DATA FOR THE TASK:
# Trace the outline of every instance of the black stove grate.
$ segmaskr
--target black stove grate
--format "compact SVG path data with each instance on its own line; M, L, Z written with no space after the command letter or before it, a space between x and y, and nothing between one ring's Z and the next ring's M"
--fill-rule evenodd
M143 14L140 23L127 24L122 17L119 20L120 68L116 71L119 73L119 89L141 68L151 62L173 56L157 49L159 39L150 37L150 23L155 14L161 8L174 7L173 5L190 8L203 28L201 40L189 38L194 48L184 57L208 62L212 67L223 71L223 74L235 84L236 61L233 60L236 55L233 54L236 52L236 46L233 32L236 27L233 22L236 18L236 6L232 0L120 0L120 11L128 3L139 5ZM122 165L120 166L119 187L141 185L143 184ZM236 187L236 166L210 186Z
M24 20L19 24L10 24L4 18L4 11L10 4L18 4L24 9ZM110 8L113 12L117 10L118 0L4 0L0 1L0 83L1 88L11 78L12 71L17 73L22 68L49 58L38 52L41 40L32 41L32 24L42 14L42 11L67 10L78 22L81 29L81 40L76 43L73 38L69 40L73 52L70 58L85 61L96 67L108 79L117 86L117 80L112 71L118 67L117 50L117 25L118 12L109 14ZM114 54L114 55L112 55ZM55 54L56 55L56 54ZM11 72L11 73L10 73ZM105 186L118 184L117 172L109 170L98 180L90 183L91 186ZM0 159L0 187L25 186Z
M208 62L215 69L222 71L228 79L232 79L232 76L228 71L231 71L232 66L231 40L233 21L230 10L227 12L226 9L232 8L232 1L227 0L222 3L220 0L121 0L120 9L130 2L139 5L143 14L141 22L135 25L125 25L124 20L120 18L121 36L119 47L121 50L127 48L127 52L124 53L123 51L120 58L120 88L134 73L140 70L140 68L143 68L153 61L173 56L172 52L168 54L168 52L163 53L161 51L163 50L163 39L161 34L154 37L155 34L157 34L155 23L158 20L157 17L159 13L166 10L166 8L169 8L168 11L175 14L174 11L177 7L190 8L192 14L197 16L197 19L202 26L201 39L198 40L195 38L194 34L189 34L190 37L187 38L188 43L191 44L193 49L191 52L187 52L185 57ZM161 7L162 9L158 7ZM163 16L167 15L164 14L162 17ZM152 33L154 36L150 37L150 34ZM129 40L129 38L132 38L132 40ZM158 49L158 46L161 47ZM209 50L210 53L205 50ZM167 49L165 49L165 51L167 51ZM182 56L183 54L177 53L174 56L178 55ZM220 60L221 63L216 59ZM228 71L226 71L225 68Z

EXERCISE INSTRUCTIONS:
Copy the entire listing above, line for line, exactly.

RESPONSE AREA:
# Trace the outline of every instance of the black stove grate.
$ segmaskr
--target black stove grate
--format "compact SVG path data with each instance on its own line; M, L, Z written with no space after the command letter or before it, a space between x and y, and nothing between one ring's Z and the next ring's M"
--fill-rule evenodd
M143 14L140 23L127 24L122 17L119 20L120 68L116 71L119 73L119 89L141 68L151 62L173 56L157 49L159 39L150 37L150 23L155 14L161 8L174 7L173 5L190 8L203 28L201 40L189 38L194 48L184 57L208 62L212 67L223 71L223 74L235 84L236 61L233 60L236 55L233 54L236 52L236 46L233 32L236 27L233 22L236 18L236 6L232 0L120 0L120 11L128 3L139 5ZM122 165L120 166L119 187L141 185L143 184ZM236 187L236 166L210 186Z
M24 20L19 24L10 24L4 18L4 11L10 4L18 4L24 9ZM110 8L113 12L117 10L118 0L4 0L0 1L0 83L1 88L11 78L12 71L17 73L22 68L49 58L38 52L41 40L32 41L32 24L42 14L42 11L67 10L78 22L81 29L81 40L76 43L73 38L69 40L73 52L70 58L85 61L96 67L108 79L117 86L117 80L112 71L118 67L117 50L117 25L118 12L109 14ZM114 54L114 55L112 55ZM55 54L56 55L56 54ZM11 72L11 73L10 73ZM105 186L118 184L117 172L109 170L98 180L90 183L91 186ZM0 159L0 187L25 186Z
M208 62L215 69L222 71L228 79L232 79L232 76L228 71L231 71L232 66L231 40L233 21L230 10L227 12L226 9L232 8L232 1L227 0L222 3L220 0L121 0L120 9L130 2L139 5L143 14L141 22L135 25L125 25L124 20L120 18L121 36L119 47L121 50L127 48L127 52L124 53L123 51L120 58L120 88L134 73L140 70L140 68L143 68L153 61L173 56L172 52L168 54L168 52L163 53L161 51L163 50L163 39L161 34L154 37L155 34L157 34L155 23L158 20L157 17L159 13L166 10L166 8L169 8L168 11L175 14L174 11L177 7L190 8L192 14L197 16L197 19L202 26L201 39L198 40L195 38L194 34L189 34L190 37L187 38L188 43L191 44L193 49L191 52L187 52L185 57ZM161 7L162 9L158 7ZM163 16L167 15L164 14L162 17ZM152 33L154 36L150 37L150 34ZM129 40L129 38L132 38L132 40ZM158 49L158 46L161 47ZM209 50L210 53L205 50ZM167 49L165 49L165 51L167 51ZM182 56L183 54L177 53L174 56L178 55ZM220 60L221 63L216 59ZM228 71L226 71L225 68Z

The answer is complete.